--- begin EXCERPT TO READ ---

Growers pick and trim the nug to test. And the majority of the lower ones are 10-30% lower. So no I don't think what they sell to us at club is that high.. That's why I test most of what I grow... Not for bragging rights, but so I know.


----------



## Ace Yonder (Nov 16, 2014)

pk_boosted2 said:


> I said and I will repeat because apparently no one knows how to read an entire post for its content. The average marijuana in America has 10% thc.. Premium cannabis is considered to be anything over 18%. Therefore if you have anything over 18% then it's on the higher end in comparison with ALL cannabis being sold in America. Not just where you live DUH!! Obviously at dispensaries they carry what they "think" is the best or what's "hot and trendy" in market, like Girl Scout cookies right now for example.
> 
> But do you honestly think that every strain they list at 20+% thc is accurate or just a marketing point? I choose the latter I guarantee u take those pieces and get it tested very few will give you those results they say.
> 
> The THC content is the # of percentage of thc that strain is capable of producing, I don't believe it's the exact sample you are buying and smoking because every piece in every bag and jar is different. So what you are getting is a ball park based on what that strain is able to produce.


The point you just made goes against what you are saying. You are right, 10% is the average for america AS A WHOLE, that includes areas with limited access to quality green that has an even lower average, and areas that are flush with high quality cannabis where the average is much much higher. I have friends in South Carolina that will attest to the fact that the quality of herb available there is DRAMATICALLY worse than the weed available on the west coast, or even in bigger east coast states like NY and FL, and that same dramatically shittier weed is being included in the total. Until you can find % that are done state by state, America's as a whole average potency means literally nothing. Also, I think testing may be done differently where you are, here testing is never done by the dispensaries themselves, they are done at impartial labs that list the results online even if you choose to withhold the results in store because they were sub par. Is there a guarantee that every nug will have the same cannabinoid content as the tested sample? Of course not. But do the numbers come from actual tests that are check-able even to the point of having photographs taken by the lab of the sample prior to testing? Absolutely. You might not be getting the nug that tested above 30%, but there indeed was a nug, from that batch, that tested that high, and you can even see exactly what it looked like, and you can usually tell when they are just cherry picking the very best nugs.


----------



## EverythingsHazy (Nov 16, 2014)

--- end EXCERPT TO READ ---
--- begin PROVIDED MATERIAL ---

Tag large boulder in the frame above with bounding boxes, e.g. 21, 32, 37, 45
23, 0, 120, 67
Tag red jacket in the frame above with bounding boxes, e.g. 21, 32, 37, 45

--- end PROVIDED MATERIAL ---

SET PROBLEM 1:
In the forum thread on cannabis potency testing, what THC percentage marks premium cannabis?
SET PROBLEM 2:
Please carry on the forum thread on cannabis potency testing from its last line.

FINAL ANSWER 1:
Anything over 18% THC.

FINAL ANSWER 2:
Are they saying the percentage of THC in relation to all the cannabinoids, or the percentage of THC in relation to the total weight of the plant matter? If it's the latter, anything above 25% is absolutely ridiculous to believe. You think you can pull 7 grams of PURE THC from an ounce of some of those buds? How about 10g's of THC? Seems a bit doubtful to say the least.

Not to mention how easy it is to rig the Illegal Non-FDA certified tests. A little kief alone should be able to bump up the cannabinoid levels without being noticed, esp if from the same plant's other buds. Regardless though, even if the tests were fair, the numbers don't match up for any plant that's not artificially-gmo'd to produce diamond looking buds.


----------



## Thecouchlock (Nov 17, 2014)

pk_boosted2 said:


> There's usually something like 10-20% variance between strains tested in different labs using same tests meaning if a strain tests at 20% other labs would produce 17-23% meaning there's a lot of problems and error in exact amounts. I think average is 12% for most strains anything higher than 18% is considered high content thc.


You never really know what the hell your talking about do you?


----------



## Thecouchlock (Nov 17, 2014)

Cannasutraorganics said:


> Growers pick and trim the nug to test. And the majority of the lower ones are 10-30% lower. So no I don't think what they sell to us at club is that high.. That's why I test most of what I grow... Not for bragging rights, but so I know.


You also have no clue what your talking about...

Have you people ever been in the fucking lab? The lower buds can test HIGHER for THC content. This bullshit about 10-30% lower is straight up just that... a pile of shit.

If your going to give information to people on the forums you might want to be half right.


----------



## Cannasutraorganics (Nov 17, 2014)

Thecouchlock said:


> You also have no clue what your talking about...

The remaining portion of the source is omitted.